◆ **DATASET EXCERPTS**
START

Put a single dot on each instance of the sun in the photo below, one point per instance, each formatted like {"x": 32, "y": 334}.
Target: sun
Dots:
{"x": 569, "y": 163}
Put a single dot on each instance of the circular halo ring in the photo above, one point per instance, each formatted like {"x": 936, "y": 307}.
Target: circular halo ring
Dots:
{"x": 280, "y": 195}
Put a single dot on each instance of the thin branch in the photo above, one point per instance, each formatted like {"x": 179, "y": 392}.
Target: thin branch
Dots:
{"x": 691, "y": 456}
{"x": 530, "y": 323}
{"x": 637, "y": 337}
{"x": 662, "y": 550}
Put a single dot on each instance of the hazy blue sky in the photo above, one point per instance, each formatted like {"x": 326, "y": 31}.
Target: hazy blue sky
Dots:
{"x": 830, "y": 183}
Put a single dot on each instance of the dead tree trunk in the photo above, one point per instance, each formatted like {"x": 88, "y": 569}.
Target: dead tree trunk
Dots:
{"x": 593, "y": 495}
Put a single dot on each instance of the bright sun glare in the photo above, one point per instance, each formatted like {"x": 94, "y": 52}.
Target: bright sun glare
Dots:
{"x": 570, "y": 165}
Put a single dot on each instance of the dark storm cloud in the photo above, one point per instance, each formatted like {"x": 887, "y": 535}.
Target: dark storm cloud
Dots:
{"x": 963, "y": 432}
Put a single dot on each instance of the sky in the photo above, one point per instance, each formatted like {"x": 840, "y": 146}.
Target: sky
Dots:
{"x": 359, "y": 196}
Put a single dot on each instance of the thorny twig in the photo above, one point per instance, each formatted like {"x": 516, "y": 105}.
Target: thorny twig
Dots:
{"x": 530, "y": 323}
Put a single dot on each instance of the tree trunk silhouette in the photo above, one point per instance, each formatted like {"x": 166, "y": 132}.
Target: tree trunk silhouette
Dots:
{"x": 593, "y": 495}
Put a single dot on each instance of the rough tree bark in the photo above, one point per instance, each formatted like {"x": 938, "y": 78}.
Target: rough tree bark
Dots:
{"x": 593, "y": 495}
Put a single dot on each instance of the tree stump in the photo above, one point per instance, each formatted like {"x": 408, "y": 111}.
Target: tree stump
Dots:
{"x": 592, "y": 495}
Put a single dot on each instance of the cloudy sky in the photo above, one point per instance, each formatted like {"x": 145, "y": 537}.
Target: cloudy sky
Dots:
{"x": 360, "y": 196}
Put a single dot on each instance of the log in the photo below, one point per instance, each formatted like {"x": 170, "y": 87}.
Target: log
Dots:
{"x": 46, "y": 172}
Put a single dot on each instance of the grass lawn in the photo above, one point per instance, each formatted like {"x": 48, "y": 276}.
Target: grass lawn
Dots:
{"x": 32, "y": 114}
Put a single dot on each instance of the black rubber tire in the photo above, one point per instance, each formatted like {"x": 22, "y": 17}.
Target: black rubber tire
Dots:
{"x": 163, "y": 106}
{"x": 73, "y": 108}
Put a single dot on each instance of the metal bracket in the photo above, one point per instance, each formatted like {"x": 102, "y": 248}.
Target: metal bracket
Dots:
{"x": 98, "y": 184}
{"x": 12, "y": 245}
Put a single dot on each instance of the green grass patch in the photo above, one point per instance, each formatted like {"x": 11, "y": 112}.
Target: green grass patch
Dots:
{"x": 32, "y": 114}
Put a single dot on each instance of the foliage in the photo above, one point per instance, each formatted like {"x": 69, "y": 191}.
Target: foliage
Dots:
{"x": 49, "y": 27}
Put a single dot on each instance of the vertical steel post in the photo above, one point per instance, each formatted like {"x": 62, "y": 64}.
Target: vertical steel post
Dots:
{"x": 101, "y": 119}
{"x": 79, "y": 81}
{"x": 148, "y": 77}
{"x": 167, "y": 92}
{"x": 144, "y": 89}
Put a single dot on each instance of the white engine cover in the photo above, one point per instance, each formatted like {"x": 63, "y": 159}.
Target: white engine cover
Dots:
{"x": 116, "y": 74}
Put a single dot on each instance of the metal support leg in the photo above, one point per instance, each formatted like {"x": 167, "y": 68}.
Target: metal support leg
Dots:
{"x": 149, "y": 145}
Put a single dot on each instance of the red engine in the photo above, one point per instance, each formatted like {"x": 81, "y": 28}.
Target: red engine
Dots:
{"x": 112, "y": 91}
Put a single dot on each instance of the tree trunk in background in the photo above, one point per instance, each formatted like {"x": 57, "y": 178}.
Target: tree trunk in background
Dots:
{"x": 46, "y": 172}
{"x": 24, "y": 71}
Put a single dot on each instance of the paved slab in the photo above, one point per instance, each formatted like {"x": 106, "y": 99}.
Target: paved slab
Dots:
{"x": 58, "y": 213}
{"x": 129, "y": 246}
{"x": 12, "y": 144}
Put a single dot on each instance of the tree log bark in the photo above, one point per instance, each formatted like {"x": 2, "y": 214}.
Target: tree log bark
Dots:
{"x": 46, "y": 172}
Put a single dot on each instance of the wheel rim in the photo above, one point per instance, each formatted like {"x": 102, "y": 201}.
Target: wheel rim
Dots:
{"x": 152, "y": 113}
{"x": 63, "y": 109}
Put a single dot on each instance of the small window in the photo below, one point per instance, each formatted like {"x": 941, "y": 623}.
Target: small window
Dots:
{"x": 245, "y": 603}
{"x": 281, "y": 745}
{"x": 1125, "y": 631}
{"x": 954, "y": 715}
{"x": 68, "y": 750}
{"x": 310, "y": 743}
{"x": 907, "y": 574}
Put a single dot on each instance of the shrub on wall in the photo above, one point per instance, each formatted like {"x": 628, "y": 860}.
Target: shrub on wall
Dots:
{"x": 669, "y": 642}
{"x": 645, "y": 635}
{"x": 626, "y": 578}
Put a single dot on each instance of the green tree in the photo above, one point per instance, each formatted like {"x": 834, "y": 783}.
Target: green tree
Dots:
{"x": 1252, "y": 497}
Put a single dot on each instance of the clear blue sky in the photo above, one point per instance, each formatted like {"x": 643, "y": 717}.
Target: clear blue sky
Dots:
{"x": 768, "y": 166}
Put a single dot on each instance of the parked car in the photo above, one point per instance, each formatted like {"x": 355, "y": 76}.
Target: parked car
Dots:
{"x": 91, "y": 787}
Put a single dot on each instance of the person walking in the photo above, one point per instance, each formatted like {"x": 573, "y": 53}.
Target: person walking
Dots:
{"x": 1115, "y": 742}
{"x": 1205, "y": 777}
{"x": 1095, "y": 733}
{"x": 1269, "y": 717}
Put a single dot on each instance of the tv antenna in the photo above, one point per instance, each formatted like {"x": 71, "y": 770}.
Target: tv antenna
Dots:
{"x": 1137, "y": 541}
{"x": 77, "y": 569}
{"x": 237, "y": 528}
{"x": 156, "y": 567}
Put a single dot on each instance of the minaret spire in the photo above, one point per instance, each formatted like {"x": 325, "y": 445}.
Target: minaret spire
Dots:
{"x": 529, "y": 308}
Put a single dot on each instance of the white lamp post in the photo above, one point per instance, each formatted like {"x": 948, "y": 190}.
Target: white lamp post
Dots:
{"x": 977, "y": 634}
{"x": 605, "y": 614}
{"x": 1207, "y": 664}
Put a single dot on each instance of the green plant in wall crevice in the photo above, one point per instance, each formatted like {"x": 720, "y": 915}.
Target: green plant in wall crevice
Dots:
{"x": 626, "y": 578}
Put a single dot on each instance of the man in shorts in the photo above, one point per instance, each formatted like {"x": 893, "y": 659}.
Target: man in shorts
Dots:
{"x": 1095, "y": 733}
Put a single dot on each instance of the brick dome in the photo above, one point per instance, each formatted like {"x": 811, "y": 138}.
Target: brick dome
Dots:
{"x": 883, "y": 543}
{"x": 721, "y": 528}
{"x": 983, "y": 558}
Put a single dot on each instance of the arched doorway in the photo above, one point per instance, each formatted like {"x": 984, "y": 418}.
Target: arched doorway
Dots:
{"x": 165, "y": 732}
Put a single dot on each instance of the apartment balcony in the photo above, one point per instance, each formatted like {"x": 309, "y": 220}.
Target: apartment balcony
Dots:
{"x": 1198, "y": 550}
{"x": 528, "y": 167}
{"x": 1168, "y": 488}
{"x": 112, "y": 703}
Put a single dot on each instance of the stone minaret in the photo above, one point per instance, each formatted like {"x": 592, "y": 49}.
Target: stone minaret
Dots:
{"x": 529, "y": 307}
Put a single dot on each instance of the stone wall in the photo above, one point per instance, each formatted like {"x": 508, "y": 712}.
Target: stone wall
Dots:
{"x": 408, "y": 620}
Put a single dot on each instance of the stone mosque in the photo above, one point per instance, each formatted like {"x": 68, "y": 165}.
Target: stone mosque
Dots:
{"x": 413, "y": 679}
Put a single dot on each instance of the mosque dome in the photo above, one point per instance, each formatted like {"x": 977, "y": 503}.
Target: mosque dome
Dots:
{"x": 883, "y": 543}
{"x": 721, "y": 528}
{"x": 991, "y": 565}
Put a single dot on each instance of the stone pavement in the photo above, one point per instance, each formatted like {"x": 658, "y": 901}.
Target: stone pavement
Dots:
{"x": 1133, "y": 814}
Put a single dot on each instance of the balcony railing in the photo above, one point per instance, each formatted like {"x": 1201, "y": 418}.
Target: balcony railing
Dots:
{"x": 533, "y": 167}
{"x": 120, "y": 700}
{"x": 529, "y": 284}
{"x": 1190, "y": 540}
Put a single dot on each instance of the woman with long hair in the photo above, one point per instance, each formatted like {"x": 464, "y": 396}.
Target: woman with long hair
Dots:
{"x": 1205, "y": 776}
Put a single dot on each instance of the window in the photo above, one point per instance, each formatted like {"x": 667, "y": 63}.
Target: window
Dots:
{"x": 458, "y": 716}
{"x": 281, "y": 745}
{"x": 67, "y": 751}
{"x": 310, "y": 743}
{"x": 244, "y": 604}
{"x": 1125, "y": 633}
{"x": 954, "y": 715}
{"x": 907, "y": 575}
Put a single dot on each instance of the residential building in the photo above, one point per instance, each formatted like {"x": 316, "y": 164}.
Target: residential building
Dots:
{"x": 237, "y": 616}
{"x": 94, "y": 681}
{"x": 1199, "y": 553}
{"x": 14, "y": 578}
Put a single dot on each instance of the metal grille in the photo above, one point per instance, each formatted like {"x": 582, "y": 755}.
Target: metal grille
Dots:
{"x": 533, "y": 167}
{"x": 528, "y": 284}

END

The answer consists only of the lines from the one containing "Put a single dot on each instance of the residential" to the end of the records, each written out exactly.

Put a single dot on each instance of the residential building in the photo above, one point per instance, each formatted like {"x": 316, "y": 164}.
Target: residential building
Dots:
{"x": 237, "y": 616}
{"x": 94, "y": 681}
{"x": 1199, "y": 553}
{"x": 14, "y": 578}
Put a single dot on each instance of the metal grille in the photo above, one point per instance, each formatted like {"x": 582, "y": 755}.
Target: metal grille
Dots:
{"x": 533, "y": 167}
{"x": 528, "y": 284}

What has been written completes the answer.